● Exercise directions: Pull each line containing "bath" from the data.

•••

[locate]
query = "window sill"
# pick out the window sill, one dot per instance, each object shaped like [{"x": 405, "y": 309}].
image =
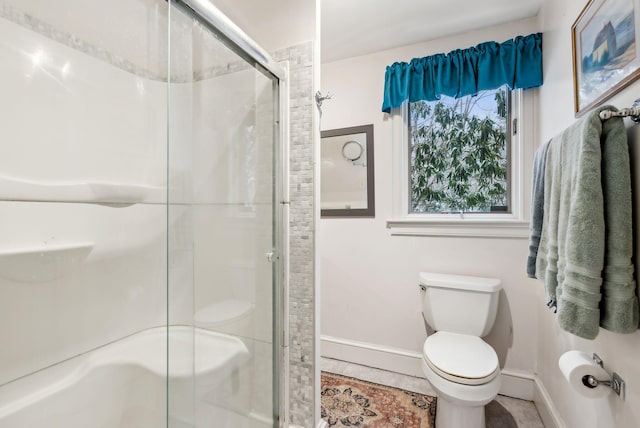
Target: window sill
[{"x": 490, "y": 228}]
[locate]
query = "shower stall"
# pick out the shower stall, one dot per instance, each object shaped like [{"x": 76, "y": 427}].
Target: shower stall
[{"x": 143, "y": 201}]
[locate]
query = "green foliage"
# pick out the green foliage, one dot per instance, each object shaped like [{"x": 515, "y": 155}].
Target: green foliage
[{"x": 458, "y": 153}]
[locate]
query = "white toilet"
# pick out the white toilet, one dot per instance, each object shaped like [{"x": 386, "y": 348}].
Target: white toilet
[{"x": 461, "y": 367}]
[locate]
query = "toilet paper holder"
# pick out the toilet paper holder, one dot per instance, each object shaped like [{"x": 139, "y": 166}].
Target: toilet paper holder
[{"x": 616, "y": 383}]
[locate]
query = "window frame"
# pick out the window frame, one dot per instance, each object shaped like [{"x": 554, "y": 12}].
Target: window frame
[{"x": 514, "y": 224}]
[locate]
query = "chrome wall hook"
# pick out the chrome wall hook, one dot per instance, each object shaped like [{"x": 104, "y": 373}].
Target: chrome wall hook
[{"x": 320, "y": 98}]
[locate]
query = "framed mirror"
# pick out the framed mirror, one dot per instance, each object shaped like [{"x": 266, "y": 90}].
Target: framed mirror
[{"x": 346, "y": 173}]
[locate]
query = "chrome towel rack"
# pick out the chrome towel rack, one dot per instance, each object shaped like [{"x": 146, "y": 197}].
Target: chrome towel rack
[{"x": 633, "y": 112}]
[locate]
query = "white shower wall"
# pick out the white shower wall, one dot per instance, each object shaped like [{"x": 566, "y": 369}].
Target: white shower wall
[{"x": 79, "y": 129}]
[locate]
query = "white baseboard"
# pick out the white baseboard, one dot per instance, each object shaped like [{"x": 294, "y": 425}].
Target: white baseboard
[
  {"x": 514, "y": 384},
  {"x": 546, "y": 409},
  {"x": 371, "y": 355},
  {"x": 321, "y": 424}
]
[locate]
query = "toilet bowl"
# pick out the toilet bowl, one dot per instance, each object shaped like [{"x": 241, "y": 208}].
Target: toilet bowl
[
  {"x": 463, "y": 369},
  {"x": 464, "y": 373}
]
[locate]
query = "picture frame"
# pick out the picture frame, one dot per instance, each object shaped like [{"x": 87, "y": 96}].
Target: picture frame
[
  {"x": 606, "y": 52},
  {"x": 347, "y": 185}
]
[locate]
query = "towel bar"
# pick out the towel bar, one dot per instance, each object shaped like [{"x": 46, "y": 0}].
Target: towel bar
[{"x": 633, "y": 112}]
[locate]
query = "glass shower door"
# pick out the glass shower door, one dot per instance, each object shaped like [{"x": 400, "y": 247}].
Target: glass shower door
[{"x": 223, "y": 224}]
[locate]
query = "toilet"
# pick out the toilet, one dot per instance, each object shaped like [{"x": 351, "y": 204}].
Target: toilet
[{"x": 461, "y": 367}]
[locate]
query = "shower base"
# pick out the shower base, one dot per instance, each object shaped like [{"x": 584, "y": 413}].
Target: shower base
[{"x": 125, "y": 384}]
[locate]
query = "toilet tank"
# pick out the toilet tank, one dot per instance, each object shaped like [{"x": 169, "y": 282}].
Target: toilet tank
[{"x": 460, "y": 304}]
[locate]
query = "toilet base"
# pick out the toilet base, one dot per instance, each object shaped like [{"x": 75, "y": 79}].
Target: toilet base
[{"x": 449, "y": 415}]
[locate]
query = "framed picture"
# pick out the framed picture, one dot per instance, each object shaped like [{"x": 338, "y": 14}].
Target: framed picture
[
  {"x": 606, "y": 55},
  {"x": 346, "y": 173}
]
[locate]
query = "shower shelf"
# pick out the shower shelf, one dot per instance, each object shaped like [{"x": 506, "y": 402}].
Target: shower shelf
[
  {"x": 15, "y": 189},
  {"x": 43, "y": 263}
]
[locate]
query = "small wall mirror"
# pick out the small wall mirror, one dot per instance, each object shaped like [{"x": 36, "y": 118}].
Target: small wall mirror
[{"x": 346, "y": 174}]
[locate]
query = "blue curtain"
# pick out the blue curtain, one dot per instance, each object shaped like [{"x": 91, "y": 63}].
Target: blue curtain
[{"x": 517, "y": 63}]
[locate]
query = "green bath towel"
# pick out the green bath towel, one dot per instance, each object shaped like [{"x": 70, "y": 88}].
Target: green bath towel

•••

● Exercise solution:
query = "green bath towel"
# pick out the green bath towel, one dot per instance, each object shaped like [{"x": 70, "y": 88}].
Target: green bath towel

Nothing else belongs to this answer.